• [Exercise goal] Can you put the items below, from their first line up to and including the line containing "98], [230, 94]]", into a Markdown table with the columns No. and Line, numbering each row and leaving out blank lines?

• [Available records]
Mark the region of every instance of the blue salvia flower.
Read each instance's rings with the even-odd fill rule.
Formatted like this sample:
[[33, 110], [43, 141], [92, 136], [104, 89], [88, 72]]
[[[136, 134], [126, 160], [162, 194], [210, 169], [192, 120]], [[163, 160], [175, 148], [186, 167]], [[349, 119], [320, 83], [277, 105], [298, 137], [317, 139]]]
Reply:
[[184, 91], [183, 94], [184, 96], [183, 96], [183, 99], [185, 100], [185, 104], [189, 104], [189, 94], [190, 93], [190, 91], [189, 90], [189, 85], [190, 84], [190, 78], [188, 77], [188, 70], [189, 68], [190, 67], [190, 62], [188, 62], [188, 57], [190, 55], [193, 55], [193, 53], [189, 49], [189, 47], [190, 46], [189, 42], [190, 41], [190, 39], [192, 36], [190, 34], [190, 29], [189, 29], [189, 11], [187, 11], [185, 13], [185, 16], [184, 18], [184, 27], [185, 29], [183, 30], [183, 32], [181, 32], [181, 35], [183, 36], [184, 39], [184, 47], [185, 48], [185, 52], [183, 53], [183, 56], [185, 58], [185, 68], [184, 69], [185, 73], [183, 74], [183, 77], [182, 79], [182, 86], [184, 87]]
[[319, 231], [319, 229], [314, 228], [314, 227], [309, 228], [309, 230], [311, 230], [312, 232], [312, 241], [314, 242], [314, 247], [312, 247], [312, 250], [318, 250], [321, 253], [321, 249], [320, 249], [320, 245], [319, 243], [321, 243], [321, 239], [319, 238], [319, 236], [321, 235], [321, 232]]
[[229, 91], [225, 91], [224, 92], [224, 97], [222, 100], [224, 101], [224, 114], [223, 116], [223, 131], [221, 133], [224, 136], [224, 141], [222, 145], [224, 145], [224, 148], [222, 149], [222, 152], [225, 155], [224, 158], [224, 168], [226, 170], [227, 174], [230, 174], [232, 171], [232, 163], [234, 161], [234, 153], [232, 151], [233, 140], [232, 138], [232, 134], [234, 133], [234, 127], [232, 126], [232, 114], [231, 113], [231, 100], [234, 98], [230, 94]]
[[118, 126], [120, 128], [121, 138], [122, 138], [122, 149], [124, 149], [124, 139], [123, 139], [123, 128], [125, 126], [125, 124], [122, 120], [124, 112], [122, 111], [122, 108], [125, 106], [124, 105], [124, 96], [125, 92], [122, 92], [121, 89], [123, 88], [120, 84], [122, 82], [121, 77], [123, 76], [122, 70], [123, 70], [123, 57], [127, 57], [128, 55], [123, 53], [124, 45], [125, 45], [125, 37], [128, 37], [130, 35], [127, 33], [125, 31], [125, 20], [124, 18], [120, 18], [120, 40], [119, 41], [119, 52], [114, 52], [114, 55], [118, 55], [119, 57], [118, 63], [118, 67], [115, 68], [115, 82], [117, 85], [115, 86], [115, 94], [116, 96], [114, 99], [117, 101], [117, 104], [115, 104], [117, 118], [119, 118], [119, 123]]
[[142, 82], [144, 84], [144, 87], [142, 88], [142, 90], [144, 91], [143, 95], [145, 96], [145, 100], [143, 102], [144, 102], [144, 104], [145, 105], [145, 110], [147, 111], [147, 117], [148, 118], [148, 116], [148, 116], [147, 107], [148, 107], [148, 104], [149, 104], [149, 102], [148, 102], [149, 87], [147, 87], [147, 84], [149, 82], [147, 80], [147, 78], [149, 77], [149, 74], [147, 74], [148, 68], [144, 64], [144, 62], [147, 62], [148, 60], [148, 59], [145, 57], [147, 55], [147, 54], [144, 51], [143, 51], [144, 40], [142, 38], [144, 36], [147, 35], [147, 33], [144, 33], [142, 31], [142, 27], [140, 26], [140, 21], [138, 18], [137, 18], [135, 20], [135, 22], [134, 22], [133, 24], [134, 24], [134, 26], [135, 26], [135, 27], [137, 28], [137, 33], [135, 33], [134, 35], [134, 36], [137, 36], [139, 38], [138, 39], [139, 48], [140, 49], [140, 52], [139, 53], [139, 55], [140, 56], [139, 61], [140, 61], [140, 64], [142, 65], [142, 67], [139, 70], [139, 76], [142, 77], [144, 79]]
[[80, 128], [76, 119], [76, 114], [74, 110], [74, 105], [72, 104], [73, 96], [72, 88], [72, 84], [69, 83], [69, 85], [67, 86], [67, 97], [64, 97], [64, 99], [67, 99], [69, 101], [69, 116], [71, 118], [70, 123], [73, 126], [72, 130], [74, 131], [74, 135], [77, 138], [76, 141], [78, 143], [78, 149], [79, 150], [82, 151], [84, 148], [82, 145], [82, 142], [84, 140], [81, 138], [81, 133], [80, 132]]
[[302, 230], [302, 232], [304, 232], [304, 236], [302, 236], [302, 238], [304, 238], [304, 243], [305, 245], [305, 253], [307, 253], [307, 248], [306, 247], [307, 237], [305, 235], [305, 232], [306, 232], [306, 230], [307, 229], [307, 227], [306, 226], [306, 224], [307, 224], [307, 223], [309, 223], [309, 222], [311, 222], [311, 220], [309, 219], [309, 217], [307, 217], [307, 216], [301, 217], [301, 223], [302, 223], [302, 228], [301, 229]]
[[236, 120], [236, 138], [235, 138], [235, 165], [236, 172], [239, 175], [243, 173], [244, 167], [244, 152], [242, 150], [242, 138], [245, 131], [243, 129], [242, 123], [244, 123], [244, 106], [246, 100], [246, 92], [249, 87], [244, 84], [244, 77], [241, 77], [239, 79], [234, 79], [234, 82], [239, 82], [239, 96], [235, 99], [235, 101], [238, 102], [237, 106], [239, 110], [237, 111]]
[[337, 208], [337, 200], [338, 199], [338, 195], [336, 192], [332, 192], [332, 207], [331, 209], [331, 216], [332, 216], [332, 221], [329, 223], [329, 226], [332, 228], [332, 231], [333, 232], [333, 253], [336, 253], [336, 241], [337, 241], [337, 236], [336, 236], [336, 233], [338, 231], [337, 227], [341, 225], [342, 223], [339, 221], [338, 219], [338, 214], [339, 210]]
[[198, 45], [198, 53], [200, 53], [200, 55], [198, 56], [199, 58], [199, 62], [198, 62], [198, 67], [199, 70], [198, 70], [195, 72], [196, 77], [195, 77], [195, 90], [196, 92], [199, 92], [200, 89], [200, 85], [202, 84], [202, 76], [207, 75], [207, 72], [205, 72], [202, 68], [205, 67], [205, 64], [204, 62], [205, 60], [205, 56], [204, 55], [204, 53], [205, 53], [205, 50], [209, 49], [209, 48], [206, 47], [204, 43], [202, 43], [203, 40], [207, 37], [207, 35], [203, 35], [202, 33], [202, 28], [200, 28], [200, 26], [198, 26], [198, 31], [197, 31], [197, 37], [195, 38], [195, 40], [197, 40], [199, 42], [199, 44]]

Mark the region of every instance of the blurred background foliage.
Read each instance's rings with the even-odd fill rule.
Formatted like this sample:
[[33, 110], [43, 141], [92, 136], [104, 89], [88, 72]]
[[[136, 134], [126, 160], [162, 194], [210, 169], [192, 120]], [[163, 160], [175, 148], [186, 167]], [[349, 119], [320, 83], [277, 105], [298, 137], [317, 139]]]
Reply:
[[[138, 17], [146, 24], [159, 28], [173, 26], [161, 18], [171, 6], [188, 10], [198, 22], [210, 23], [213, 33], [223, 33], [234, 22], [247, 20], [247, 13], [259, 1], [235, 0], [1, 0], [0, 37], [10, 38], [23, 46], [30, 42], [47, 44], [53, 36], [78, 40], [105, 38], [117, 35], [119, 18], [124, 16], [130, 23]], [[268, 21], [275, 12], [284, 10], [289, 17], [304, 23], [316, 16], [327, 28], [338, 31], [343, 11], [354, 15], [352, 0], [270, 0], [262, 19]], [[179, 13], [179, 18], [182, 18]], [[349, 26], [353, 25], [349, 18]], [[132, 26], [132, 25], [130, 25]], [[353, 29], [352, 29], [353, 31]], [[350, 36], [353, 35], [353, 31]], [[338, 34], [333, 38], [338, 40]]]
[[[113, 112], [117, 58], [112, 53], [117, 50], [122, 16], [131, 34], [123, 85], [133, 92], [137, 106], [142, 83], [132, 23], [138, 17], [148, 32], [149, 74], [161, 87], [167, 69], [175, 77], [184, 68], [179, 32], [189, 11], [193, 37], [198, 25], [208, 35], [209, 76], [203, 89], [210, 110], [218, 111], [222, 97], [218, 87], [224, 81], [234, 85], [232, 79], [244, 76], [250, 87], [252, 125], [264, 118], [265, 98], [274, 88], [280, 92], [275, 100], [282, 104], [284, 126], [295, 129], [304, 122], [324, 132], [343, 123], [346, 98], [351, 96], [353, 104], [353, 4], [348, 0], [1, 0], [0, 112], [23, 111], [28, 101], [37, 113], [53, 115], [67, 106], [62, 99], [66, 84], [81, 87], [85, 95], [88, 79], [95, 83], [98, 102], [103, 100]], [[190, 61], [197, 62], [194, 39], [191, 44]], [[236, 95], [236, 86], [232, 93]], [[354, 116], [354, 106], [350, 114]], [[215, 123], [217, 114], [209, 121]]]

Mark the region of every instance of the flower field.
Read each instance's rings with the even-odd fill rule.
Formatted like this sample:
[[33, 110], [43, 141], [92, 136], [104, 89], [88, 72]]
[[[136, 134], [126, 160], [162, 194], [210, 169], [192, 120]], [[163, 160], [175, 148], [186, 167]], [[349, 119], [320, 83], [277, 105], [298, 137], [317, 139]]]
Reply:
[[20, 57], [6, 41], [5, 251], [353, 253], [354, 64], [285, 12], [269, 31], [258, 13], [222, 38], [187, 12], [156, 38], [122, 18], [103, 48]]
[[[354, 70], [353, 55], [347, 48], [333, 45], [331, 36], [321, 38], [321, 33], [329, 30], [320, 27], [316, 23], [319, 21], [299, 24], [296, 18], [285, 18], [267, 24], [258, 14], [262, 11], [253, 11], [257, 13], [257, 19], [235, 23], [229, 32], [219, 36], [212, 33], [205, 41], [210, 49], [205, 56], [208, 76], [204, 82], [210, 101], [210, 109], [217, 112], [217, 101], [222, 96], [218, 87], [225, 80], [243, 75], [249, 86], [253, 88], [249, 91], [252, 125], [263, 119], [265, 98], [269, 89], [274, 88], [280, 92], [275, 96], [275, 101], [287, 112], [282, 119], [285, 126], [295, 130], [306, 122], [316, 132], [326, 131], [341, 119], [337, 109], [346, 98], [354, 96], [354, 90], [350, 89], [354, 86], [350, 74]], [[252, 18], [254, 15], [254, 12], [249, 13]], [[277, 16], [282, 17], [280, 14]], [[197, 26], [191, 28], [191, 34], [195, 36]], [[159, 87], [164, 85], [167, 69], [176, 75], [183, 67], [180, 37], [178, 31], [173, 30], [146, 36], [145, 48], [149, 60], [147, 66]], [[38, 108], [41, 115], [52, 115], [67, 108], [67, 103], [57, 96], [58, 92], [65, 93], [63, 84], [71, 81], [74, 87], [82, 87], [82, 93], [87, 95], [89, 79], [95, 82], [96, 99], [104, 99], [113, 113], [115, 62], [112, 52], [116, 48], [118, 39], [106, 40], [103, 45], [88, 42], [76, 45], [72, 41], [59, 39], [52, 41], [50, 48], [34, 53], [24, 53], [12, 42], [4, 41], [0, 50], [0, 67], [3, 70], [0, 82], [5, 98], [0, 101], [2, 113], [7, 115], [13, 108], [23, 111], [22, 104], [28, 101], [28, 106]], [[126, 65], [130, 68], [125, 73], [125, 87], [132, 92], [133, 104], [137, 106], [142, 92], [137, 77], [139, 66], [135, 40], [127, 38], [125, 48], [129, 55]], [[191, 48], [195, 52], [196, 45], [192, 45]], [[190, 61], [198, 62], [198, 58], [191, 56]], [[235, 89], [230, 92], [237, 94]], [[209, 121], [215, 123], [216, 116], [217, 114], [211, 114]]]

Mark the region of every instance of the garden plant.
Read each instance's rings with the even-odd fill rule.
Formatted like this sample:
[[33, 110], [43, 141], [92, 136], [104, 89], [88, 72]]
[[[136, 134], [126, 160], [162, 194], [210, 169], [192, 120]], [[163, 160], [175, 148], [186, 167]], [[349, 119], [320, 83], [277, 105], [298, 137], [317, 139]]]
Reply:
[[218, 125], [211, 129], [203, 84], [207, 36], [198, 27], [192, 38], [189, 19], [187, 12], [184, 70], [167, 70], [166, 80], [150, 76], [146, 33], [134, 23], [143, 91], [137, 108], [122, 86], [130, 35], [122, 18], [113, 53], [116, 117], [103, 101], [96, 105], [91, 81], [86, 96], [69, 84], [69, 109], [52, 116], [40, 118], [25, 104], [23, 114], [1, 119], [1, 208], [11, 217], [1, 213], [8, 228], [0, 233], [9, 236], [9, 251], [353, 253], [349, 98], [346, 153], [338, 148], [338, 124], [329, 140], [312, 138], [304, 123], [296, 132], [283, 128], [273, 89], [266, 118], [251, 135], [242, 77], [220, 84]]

• [Reply to the exercise]
| No. | Line |
|---|---|
| 1 | Mark the region of every instance of the blue salvia flower. |
| 2 | Read each instance's rings with the even-odd fill rule. |
| 3 | Formatted like this sample: |
| 4 | [[33, 110], [43, 141], [92, 136], [104, 89], [88, 72]] |
| 5 | [[[136, 134], [126, 160], [162, 194], [210, 169], [192, 120]], [[163, 160], [175, 148], [186, 167]], [[349, 119], [320, 83], [277, 105], [298, 137], [317, 139]]] |
| 6 | Reply: |
| 7 | [[184, 91], [183, 94], [184, 96], [183, 96], [183, 99], [185, 100], [185, 104], [189, 104], [189, 94], [190, 93], [190, 91], [189, 90], [189, 85], [190, 84], [190, 78], [188, 77], [188, 70], [189, 68], [190, 67], [190, 62], [188, 62], [188, 57], [190, 55], [193, 55], [193, 53], [189, 49], [189, 47], [190, 46], [189, 42], [190, 41], [190, 39], [192, 36], [190, 34], [190, 29], [189, 29], [189, 11], [187, 11], [185, 13], [185, 16], [184, 18], [184, 27], [185, 29], [183, 30], [183, 32], [181, 32], [181, 35], [183, 36], [184, 39], [184, 47], [185, 48], [185, 52], [183, 53], [183, 56], [185, 58], [185, 68], [184, 69], [185, 73], [183, 74], [183, 77], [182, 79], [182, 86], [184, 87]] |
| 8 | [[319, 231], [319, 229], [314, 228], [314, 227], [309, 228], [309, 230], [311, 230], [312, 232], [312, 241], [314, 242], [314, 247], [312, 247], [312, 250], [318, 250], [321, 253], [321, 249], [320, 249], [320, 245], [319, 243], [321, 243], [321, 239], [319, 238], [319, 236], [321, 235], [321, 232]] |
| 9 | [[229, 91], [225, 91], [224, 92], [224, 97], [222, 100], [224, 101], [224, 114], [223, 116], [223, 131], [221, 133], [224, 136], [224, 141], [222, 145], [224, 145], [224, 148], [222, 149], [222, 152], [225, 155], [224, 158], [224, 168], [226, 170], [227, 174], [230, 174], [232, 171], [232, 163], [234, 161], [234, 153], [232, 151], [233, 140], [232, 138], [232, 134], [234, 133], [234, 127], [232, 126], [232, 114], [231, 113], [231, 100], [234, 98], [230, 94]] |